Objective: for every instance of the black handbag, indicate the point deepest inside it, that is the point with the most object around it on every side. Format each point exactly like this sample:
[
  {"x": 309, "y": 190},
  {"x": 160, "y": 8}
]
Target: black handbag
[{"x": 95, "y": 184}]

* * * * *

### WHAT THE EXERCISE ASKS
In the records, change every "handbag" to "purse" and keep everything else the same.

### FINISHED TASK
Objective: for every instance of the black purse, indicate the point deepest inside it, that is the point with the most object around it on every side. Format each point exactly like this sample:
[
  {"x": 309, "y": 190},
  {"x": 160, "y": 8}
]
Target: black purse
[{"x": 95, "y": 184}]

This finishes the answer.